With respect to Gladstone and Campana, apartment 10B was deregulated in 1998, pre-Roberts, and plaintiffs do not contend that the deregulation was fraudulent. Moreover, defendants were entitled to charge a market rent when plaintiffs entered into their initial lease for 10B since the building was not in receipt of J51 benefits at that time and there is no evidence that the initial base date rent was impermissible. Thus, these plaintiffs have not established that they were overcharged on their initial lease. However, the motion court [*7]properly held the motion in abeyance pending further submissions as to the appropriate rent increases with respect to apartment 10B to determine whether there was an overcharge in connection with the renewal leases.

::::::

- Required task A -
Translate this sentence from the passage on apartment 10B into Spanish: "Thus, these plaintiffs have not established that they were overcharged on their initial lease."
- Required task B -
Answer these questions from the passage on apartment 10B:
(i) In what year was apartment 10B deregulated?
(ii) What benefits was the building not receiving when plaintiffs entered into their initial lease?
(iii) For which leases did the motion court still need to determine whether there was an overcharge?

- Data rows -
::::::

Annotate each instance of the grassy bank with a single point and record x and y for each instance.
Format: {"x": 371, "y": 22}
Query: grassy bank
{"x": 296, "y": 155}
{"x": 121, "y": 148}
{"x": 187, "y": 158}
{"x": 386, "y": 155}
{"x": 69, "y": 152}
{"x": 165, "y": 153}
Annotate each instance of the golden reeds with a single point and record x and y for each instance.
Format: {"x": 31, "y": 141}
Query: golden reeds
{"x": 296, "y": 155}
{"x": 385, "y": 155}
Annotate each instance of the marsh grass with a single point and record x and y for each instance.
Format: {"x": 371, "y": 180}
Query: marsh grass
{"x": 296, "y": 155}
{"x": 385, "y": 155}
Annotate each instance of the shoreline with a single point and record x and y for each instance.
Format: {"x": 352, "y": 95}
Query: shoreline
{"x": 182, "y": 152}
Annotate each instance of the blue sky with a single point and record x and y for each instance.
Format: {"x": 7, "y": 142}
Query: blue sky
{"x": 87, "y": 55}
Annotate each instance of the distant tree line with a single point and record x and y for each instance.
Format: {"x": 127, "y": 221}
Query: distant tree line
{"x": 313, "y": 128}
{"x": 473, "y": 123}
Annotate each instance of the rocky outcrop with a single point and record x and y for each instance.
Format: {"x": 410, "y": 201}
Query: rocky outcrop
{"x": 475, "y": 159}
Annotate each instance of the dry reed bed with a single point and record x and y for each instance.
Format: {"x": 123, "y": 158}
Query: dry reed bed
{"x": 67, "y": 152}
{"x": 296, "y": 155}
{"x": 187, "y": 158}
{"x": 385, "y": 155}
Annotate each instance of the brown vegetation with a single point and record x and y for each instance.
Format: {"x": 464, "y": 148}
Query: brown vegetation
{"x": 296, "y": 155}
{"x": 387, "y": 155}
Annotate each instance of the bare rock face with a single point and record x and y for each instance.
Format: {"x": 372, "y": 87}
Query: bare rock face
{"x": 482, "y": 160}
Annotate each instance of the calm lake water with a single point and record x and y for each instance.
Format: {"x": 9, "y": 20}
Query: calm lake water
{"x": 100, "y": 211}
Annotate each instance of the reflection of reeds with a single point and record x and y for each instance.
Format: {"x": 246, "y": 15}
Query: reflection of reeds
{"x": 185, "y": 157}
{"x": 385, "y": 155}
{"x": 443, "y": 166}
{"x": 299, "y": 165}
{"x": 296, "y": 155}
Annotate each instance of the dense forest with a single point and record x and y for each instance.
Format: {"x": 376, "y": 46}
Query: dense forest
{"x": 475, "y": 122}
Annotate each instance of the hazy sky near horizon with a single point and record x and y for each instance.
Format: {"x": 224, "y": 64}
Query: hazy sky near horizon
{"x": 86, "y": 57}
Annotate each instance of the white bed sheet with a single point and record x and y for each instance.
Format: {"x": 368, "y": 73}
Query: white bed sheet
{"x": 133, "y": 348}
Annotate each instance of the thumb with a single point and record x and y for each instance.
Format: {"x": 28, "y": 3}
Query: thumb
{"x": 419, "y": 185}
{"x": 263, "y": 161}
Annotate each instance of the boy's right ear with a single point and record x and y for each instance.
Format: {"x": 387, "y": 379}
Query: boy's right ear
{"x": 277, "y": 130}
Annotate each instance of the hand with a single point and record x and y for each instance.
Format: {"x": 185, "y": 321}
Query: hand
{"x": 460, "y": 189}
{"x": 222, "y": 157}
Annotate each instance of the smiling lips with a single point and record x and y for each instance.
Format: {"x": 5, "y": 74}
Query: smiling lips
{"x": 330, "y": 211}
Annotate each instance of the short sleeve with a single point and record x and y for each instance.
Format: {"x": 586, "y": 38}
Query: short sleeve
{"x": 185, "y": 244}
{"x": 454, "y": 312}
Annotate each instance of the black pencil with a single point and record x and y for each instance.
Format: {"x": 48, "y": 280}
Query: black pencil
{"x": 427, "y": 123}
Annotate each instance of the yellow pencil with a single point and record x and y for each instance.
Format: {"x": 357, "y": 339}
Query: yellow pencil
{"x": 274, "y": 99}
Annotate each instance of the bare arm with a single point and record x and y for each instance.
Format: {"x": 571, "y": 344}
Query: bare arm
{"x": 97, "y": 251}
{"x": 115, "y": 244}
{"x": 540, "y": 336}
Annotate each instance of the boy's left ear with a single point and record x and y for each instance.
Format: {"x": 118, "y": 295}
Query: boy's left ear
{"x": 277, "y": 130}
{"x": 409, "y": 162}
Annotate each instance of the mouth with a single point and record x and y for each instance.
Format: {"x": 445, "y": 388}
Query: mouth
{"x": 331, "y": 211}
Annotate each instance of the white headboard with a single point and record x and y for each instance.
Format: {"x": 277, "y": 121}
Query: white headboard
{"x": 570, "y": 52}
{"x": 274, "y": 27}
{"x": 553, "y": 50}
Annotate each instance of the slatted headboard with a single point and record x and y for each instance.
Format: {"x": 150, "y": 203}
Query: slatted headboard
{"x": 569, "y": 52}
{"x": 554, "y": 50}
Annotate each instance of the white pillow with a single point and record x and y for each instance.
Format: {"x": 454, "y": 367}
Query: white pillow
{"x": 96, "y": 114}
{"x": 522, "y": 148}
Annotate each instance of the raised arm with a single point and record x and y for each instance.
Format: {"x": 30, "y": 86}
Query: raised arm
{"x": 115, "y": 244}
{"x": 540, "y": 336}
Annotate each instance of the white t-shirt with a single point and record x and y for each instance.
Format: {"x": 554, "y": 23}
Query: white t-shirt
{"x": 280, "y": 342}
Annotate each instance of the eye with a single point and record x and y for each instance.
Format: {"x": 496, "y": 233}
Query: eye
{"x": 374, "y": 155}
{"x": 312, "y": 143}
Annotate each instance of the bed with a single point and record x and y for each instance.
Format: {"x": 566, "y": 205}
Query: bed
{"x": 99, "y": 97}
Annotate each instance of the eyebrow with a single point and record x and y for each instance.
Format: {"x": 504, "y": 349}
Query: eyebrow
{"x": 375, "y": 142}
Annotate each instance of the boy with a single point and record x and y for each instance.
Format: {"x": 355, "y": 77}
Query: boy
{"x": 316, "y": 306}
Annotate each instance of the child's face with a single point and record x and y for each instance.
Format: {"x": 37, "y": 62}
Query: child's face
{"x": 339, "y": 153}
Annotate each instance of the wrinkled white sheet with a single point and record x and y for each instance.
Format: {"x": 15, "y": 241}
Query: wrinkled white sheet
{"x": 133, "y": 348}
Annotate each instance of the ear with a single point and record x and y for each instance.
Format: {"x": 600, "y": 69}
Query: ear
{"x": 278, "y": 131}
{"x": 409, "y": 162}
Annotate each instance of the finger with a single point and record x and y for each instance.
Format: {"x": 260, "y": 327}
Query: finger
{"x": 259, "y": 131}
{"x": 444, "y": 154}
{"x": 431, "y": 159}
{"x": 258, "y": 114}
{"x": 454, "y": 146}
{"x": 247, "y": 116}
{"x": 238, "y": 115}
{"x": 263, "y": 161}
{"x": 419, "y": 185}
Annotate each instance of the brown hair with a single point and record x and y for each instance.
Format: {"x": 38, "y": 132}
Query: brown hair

::::::

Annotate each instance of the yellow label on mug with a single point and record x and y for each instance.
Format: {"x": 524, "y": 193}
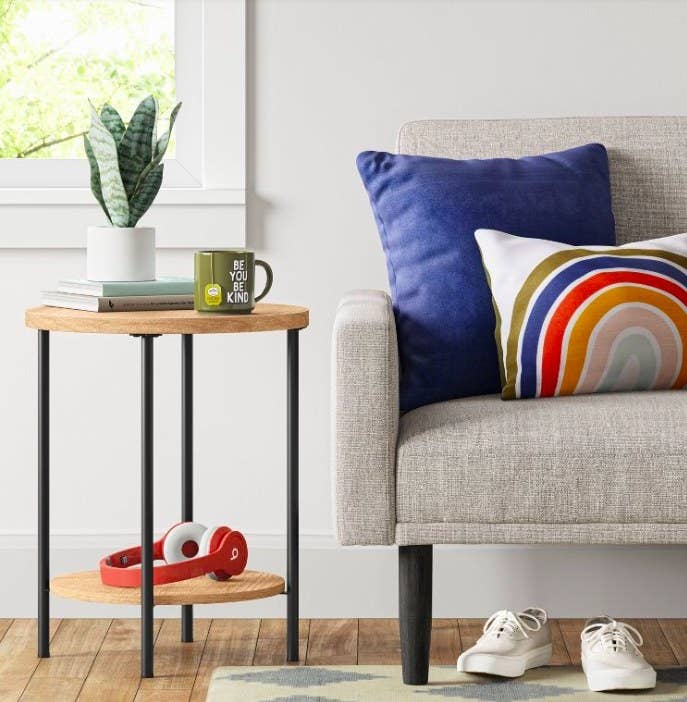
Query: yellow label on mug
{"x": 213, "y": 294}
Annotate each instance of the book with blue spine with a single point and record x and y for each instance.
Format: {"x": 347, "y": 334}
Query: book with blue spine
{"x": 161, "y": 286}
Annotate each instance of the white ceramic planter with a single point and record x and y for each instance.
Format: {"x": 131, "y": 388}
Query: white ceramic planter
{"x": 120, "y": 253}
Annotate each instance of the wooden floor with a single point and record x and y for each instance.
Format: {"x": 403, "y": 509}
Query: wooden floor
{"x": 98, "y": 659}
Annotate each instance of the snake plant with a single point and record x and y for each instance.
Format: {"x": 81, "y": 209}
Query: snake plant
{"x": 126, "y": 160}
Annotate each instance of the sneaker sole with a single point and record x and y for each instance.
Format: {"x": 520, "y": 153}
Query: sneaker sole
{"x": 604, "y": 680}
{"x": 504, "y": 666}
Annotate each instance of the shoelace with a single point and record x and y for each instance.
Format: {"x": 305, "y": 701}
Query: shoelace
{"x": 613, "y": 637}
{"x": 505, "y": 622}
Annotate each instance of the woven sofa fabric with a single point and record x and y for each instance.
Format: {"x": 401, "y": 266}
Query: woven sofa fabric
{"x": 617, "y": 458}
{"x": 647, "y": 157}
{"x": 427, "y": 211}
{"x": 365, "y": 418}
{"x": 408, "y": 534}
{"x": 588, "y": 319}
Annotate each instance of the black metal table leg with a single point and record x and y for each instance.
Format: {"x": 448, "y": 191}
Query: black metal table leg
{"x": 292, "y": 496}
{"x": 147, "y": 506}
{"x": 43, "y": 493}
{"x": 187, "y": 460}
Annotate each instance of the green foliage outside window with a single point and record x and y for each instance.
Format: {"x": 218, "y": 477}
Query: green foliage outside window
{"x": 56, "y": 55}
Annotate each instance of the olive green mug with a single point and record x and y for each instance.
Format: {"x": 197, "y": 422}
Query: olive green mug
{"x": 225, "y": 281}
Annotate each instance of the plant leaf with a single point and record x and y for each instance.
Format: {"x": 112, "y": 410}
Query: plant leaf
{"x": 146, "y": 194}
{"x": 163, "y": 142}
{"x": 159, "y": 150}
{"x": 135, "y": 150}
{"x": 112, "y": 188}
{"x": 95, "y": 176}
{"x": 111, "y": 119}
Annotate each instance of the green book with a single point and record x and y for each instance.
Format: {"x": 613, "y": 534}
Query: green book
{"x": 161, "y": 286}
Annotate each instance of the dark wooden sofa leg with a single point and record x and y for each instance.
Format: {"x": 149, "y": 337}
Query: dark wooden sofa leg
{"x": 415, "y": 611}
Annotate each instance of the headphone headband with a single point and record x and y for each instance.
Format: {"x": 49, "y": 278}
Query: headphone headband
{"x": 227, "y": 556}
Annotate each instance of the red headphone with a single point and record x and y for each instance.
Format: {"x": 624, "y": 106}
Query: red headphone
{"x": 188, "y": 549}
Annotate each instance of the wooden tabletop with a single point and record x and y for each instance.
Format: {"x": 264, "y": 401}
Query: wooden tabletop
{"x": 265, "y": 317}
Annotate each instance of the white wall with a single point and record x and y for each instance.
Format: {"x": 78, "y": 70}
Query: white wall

::::::

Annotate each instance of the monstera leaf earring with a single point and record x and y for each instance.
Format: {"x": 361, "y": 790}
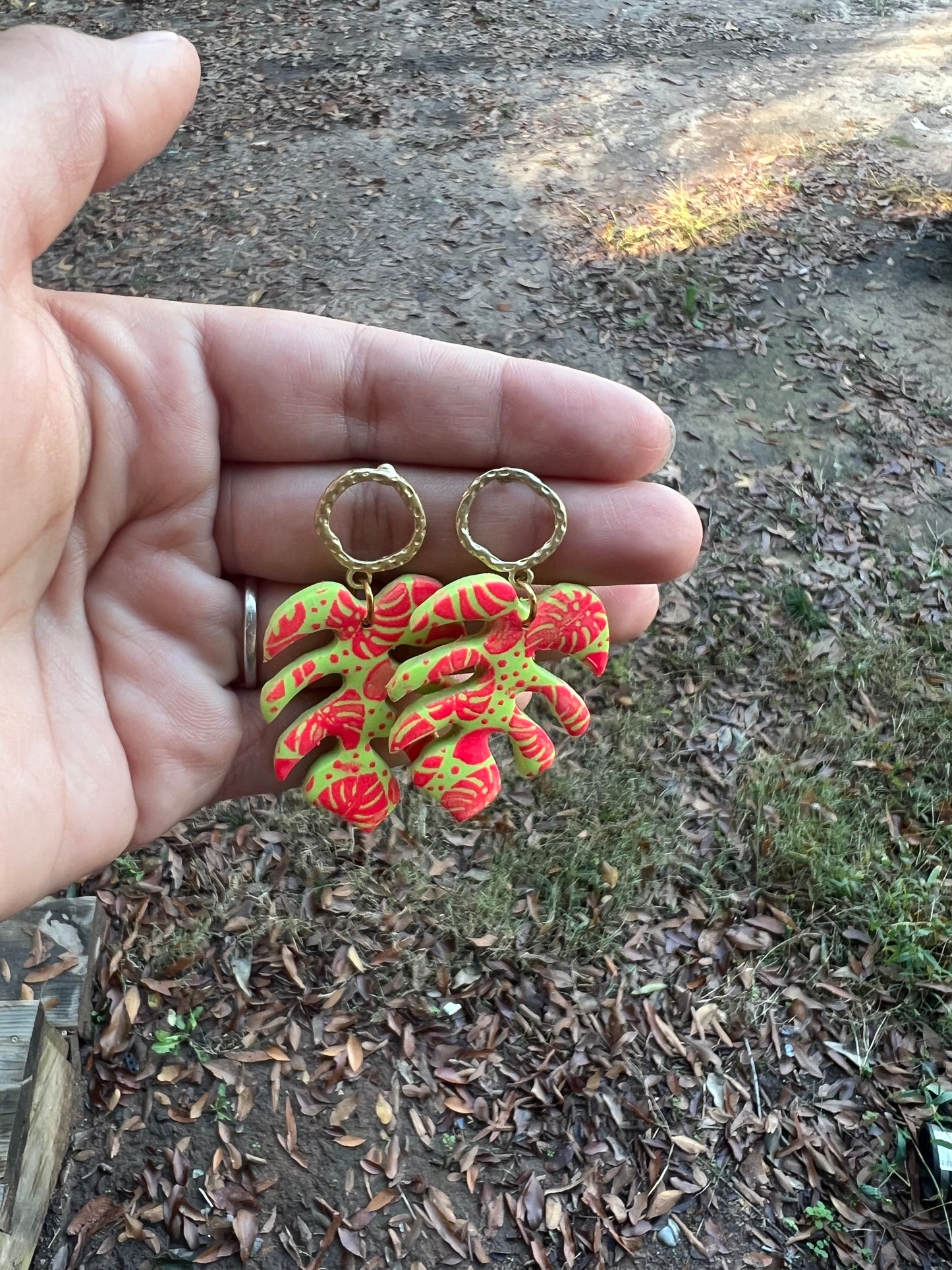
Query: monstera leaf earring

::::::

- Reply A -
Por lo tanto, estos demandantes no han demostrado que se les cobrara de más en su contrato de arrendamiento inicial.

- Reply B -
(i) 1998
(ii) J51 benefits
(iii) The renewal leases